## Start Document excerpt

I was nineteen years old. I was in a place where community was just desperately lacking. Ironically in community college, working in an office with middle aged women, and recovering from the first real heart break. It all started so simply, without me realizing it. Later a suppressed memory of seeing him sitting on a stool with one of my hometown friends would surface. But for the longest I just didn't even remember how the rest of my life got started.
We built a community. We did meals together, played music, and celebrated holidays. We waded our way into the poorest hubs of the city and settled there, sinking and settling in a way only people who love people can do. We took trips and we made church, practically wherever we went. I remember late nights in the backwoods of rural counties. I would be dragged, practically against my will, down to a veteran's memorial park in the center of the city. I would be taught how to see. How to feed the hungry and how to protect myself. Learn when to walk away. I would make statements I already have renounced -- about where I wanted my story to take me, the way I would raise my family. Life just began there. In the simplest way. And the lessons learned, I took with me when the chapter folded over on itself.
I looked for community again for years.
I lived in a corner of a room in a small apartment by the park and one autumn a group of twenty-somethings serendipitously gathered together within walking distance. We'd talk about risk. I would show up for one reason, walk through the door, and know certainly I'd stay for another. I would make best friends and learn how to pray. And we would feed each other. And we would serve together. We would go to church together; in essence, it would never be as organic as my first community experience. But they were my family and we protected each other. I got my heart broken there, because protection doesn't mean we don't get hurt. And I left, to return to the poor.
Obviously, I am the most stubborn. And I was dragged, practically against my will, back to the hub. To the streets lined with shotgun houses and forgotten trash cans and downed power lines and broken concrete. Chained up dogs and plastic lawn chairs on front porches and dirty windows covered with sheets.

## End Document excerpt

### Instruction A
Type out the whole essay on finding community again, word for word.
### Instruction B
Echo verbatim the part of the entries below that opens with their first line and closes with the line containing "123], [9, 124]]", both included.

## Start Data to process

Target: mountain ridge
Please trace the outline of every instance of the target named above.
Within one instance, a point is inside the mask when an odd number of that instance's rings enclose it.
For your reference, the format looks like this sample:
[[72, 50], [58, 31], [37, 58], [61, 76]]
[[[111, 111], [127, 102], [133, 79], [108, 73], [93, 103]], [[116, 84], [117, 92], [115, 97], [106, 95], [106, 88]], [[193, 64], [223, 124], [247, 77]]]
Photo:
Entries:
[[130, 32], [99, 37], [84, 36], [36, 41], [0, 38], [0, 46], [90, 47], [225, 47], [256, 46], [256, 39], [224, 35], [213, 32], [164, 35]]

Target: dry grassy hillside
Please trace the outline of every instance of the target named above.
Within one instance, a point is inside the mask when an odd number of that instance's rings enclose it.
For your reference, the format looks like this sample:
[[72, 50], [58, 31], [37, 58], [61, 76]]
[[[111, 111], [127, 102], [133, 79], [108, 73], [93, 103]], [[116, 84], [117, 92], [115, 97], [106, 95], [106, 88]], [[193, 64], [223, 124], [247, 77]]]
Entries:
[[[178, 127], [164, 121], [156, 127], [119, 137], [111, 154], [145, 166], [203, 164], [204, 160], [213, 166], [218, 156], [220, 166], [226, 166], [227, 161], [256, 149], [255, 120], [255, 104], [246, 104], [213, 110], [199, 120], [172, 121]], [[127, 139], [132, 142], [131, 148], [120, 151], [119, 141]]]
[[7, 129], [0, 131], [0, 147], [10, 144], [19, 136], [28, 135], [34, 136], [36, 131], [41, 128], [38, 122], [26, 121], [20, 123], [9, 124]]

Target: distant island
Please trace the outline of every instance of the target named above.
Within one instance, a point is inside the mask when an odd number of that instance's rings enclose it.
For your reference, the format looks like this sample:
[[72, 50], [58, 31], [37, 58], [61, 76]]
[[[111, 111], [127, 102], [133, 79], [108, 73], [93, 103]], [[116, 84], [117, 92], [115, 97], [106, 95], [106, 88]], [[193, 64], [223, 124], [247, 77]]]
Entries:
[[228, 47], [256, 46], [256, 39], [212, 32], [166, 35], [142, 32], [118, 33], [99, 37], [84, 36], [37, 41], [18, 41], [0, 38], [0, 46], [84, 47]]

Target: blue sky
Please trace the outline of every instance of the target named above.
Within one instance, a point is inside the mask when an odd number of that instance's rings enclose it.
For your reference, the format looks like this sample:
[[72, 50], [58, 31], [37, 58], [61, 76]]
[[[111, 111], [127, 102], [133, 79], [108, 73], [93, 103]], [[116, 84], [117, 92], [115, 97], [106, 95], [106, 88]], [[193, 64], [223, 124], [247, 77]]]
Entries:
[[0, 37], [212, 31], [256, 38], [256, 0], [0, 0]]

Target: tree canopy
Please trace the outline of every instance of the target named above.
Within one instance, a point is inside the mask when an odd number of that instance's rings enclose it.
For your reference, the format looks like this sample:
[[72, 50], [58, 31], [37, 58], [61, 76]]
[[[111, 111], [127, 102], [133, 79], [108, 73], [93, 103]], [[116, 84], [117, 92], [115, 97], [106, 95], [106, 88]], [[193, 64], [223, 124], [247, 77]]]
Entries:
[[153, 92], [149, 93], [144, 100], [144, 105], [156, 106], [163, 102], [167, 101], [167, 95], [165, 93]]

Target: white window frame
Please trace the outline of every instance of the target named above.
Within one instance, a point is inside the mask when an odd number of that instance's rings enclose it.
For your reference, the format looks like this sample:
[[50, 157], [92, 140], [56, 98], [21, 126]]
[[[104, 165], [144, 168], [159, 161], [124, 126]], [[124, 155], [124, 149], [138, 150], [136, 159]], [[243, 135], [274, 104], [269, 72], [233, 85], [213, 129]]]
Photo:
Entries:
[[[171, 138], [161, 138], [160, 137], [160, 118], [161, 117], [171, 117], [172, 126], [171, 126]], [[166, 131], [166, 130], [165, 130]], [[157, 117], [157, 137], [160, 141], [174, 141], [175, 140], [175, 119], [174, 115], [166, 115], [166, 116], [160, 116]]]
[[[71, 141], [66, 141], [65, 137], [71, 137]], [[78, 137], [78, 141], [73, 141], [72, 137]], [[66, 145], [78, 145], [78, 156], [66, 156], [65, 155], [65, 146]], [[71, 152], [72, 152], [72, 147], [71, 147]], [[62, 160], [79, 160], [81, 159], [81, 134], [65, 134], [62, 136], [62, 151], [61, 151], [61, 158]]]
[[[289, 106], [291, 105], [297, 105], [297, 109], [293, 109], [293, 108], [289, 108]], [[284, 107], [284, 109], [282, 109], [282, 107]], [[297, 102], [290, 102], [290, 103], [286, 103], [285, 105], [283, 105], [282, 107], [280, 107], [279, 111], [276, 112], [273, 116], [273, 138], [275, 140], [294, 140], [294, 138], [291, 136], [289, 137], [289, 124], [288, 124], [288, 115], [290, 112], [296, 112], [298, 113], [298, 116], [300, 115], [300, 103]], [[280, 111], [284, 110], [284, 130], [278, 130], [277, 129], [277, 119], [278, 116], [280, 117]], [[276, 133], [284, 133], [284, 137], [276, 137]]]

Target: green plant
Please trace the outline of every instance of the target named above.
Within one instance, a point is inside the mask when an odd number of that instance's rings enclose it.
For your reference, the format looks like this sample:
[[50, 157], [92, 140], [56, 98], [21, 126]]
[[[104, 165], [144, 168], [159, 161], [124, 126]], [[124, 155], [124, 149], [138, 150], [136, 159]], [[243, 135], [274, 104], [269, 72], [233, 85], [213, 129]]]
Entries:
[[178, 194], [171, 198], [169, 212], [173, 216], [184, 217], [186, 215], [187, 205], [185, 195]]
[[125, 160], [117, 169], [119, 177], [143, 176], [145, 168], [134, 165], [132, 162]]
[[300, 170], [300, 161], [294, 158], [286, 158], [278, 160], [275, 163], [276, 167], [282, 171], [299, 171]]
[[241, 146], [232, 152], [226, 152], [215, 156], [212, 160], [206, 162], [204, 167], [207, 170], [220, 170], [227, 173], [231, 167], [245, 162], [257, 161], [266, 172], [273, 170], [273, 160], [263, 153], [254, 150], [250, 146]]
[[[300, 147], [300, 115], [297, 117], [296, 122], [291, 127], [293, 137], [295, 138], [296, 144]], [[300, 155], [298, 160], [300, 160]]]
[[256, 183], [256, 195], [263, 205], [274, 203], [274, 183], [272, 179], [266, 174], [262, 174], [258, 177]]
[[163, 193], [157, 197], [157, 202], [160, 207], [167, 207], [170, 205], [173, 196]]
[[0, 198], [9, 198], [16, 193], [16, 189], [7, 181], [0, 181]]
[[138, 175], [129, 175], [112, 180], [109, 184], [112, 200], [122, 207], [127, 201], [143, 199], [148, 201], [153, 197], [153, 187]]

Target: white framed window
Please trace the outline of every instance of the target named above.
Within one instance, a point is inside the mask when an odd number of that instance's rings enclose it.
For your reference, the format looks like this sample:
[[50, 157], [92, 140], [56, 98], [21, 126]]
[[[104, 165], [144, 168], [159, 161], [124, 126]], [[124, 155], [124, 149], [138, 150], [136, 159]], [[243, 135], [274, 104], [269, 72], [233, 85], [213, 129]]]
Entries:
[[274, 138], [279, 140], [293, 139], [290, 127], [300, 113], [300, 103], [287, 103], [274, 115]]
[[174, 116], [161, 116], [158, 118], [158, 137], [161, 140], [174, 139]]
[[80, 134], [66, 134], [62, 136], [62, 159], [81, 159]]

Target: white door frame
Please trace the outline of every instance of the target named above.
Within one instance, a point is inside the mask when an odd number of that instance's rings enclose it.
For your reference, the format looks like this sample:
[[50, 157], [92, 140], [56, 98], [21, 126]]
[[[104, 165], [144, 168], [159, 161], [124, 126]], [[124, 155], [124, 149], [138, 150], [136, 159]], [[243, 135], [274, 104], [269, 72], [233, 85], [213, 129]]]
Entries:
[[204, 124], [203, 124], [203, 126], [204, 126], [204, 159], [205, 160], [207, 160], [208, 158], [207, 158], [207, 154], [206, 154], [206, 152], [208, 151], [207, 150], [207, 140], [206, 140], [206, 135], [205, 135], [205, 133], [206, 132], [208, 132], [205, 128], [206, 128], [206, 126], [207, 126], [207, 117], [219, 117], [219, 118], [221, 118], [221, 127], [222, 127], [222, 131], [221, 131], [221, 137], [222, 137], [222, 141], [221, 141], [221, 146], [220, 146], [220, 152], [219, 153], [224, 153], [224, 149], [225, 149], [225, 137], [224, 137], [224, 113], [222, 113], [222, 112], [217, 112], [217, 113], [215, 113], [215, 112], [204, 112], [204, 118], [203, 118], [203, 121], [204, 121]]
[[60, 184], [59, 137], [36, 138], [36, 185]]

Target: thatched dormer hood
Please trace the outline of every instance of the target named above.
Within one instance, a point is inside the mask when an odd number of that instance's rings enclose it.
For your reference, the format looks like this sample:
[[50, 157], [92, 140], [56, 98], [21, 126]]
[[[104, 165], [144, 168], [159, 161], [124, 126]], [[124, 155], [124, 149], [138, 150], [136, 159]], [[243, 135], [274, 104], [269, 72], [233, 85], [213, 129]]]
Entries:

## End Data to process

### Correct result A
I was nineteen years old. I was in a place where community was just desperately lacking. Ironically in community college, working in an office with middle aged women, and recovering from the first real heart break. It all started so simply, without me realizing it. Later a suppressed memory of seeing him sitting on a stool with one of my hometown friends would surface. But for the longest I just didn't even remember how the rest of my life got started.
We built a community. We did meals together, played music, and celebrated holidays. We waded our way into the poorest hubs of the city and settled there, sinking and settling in a way only people who love people can do. We took trips and we made church, practically wherever we went. I remember late nights in the backwoods of rural counties. I would be dragged, practically against my will, down to a veteran's memorial park in the center of the city. I would be taught how to see. How to feed the hungry and how to protect myself. Learn when to walk away. I would make statements I already have renounced -- about where I wanted my story to take me, the way I would raise my family. Life just began there. In the simplest way. And the lessons learned, I took with me when the chapter folded over on itself.
I looked for community again for years.
I lived in a corner of a room in a small apartment by the park and one autumn a group of twenty-somethings serendipitously gathered together within walking distance. We'd talk about risk. I would show up for one reason, walk through the door, and know certainly I'd stay for another. I would make best friends and learn how to pray. And we would feed each other. And we would serve together. We would go to church together; in essence, it would never be as organic as my first community experience. But they were my family and we protected each other. I got my heart broken there, because protection doesn't mean we don't get hurt. And I left, to return to the poor.
Obviously, I am the most stubborn. And I was dragged, practically against my will, back to the hub. To the streets lined with shotgun houses and forgotten trash cans and downed power lines and broken concrete. Chained up dogs and plastic lawn chairs on front porches and dirty windows covered with sheets.

### Correct result B
Target: mountain ridge
Please trace the outline of every instance of the target named above.
Within one instance, a point is inside the mask when an odd number of that instance's rings enclose it.
For your reference, the format looks like this sample:
[[72, 50], [58, 31], [37, 58], [61, 76]]
[[[111, 111], [127, 102], [133, 79], [108, 73], [93, 103]], [[116, 84], [117, 92], [115, 97], [106, 95], [106, 88]], [[193, 64], [223, 124], [247, 77]]]
Photo:
Entries:
[[130, 32], [99, 37], [84, 36], [36, 41], [0, 38], [0, 46], [90, 47], [225, 47], [256, 46], [256, 39], [224, 35], [213, 32], [164, 35]]

Target: dry grassy hillside
Please trace the outline of every instance of the target named above.
Within one instance, a point is inside the mask when an odd number of that instance's rings enclose it.
For your reference, the format looks like this sample:
[[72, 50], [58, 31], [37, 58], [61, 76]]
[[[111, 111], [127, 102], [133, 79], [108, 73], [93, 103]], [[116, 84], [117, 92], [115, 97], [106, 95], [106, 88]], [[193, 64], [223, 124], [247, 77]]]
Entries:
[[[178, 127], [164, 121], [156, 127], [119, 137], [111, 154], [145, 166], [203, 164], [204, 160], [213, 166], [218, 156], [220, 166], [226, 166], [227, 161], [256, 149], [255, 120], [255, 104], [246, 104], [213, 110], [199, 120], [172, 121]], [[127, 139], [132, 142], [131, 148], [120, 151], [119, 141]]]
[[7, 129], [0, 131], [0, 147], [10, 144], [19, 136], [28, 135], [34, 136], [36, 131], [41, 128], [38, 122], [26, 121], [20, 123], [9, 124]]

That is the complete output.